*DOCUMENT TEXT*
Written by Mark LaScola and Peter Turgoose
The adage, “re-inventing sliced bread” conjures up all kinds of images and musings. It applies perfectly to the build or buy decisions facing CHRO’s when it comes to providing organization design solutions across their company. The CHRO must make at least two significant build or buy decisions:
1. Decide whether to use external resources (consultants) or internal resources.
2. If internal, decide whether to build your own organization design solution or buy one.
Of course, an answer to each question above sets up other questions that need to be answered and solved. But before we address those questions and potential resolutions, let’s take a step back.
Being Clear On What Organization Design Is and Is Not
Organization design is a complex business solution involving the complete re-design, implementation and governance of an operating model that fits with an intended business direction and strategy. It goes well beyond people in jobs and their reporting relationships. Unfortunately, for the uninformed, the latter is what is often mistaken for organization design.
An operating model is required in any business to bring the business model to life. To modernize or change an operating model holistically, not piecemeal, requires an organization design solution. An operating model consists of all technical and social elements of a business from its strategy through culture including…
- Business strategy and differentiation,
- product and service offerings,
- the customer experience,
- organizational values, behaviors and culture,
- end-to-end value creating work and decisions,
- bounding of work and decisions,
- core roles and jobs,
- glue and governance mechanisms,
- management roles and mechanisms,
- technology and digitalization,
- standard HR processes along the employee life cycle.
Organization design incorporates over 50 years of documented, empirical science and proven best practices from behavioral- and neurosciences, industrial engineering, human factors and business alike. Having emerged in the 60s and 70s, organization design is maturing into a recognizable and highly sought-after management intervention particularly in the last 10-15 years. The importance of this point will become even more apparent as you read “Build or Buy Decision 2.”
Differentiating organization design solutions from other management interventions such as agile, digital transformations, de-layering, restructuring, and strategic design, etc.
It is quite common to confuse various HR and management interventions such as technology innovations, digital transformation, Agile, restructuring, management level reductions, span of control optimization and organization chart changes with organization design. While these interventions impact parts of an operating model, these interventions are not organization design themselves and quite often end up fragmenting or sub-optimizing an operating model.
Case in point, most large consulting firms in their approach to “organization design” start with management roles, shape and spans of control. This is not an organization redesign. It’s merely a restructuring and de-layering – nothing more. Equally, consider the many technology companies who offer digital transformations. The authors contend there is no such thing as a digital transformation – only operating model transformation driven by the likes of digitalization, customer centricity, etc. You might want to think twice about having a technology company redesign your operating model.
While many boutique organization design firms and individual practitioners focus on parts of organization design such as strategic design, prototyping concepts, or game playing as a method to stimulate conceptual thinking, most stumble their way through the critical pathing of key decisions and steps, unknowingly or knowingly missing entire chunks of design work. Much less, even consider what it takes to govern a new operating model once it’s in place. Taking the time to complete the set-up, design, implement and govern new operating model is key, as well as bringing key stakeholders with you all along the way.
Build or Buy Decision 1: Use internal or external resources (consultants) to deliver.
As stated earlier, organization design is a complex business solution and a skill set not easily learned. If a CHRO decides to use internal resources to deliver organization design solutions, the next questions they must address is:
Do we have the skill and competence in-house to deliver organization design solutions?

*PROBLEM STATEMENT*
Check each statement against the article on organization design, answering yes or no and quoting the exact words from the article that settle it.
1. A CHRO has to make at least two major build or buy decisions.
2. Organization design first appeared in the 80s and 90s.
3. Most large consulting firms begin their approach with management roles, shape and spans of control.
The saved entries have nothing to do with this.

Saved entries
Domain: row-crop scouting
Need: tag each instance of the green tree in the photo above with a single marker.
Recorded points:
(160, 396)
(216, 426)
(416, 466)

*YOUR RESPONSE*
1. Yes: "The CHRO must make at least two significant build or buy decisions"
2. No: "Having emerged in the 60s and 70s"
3. Yes: "start with management roles, shape and spans of control"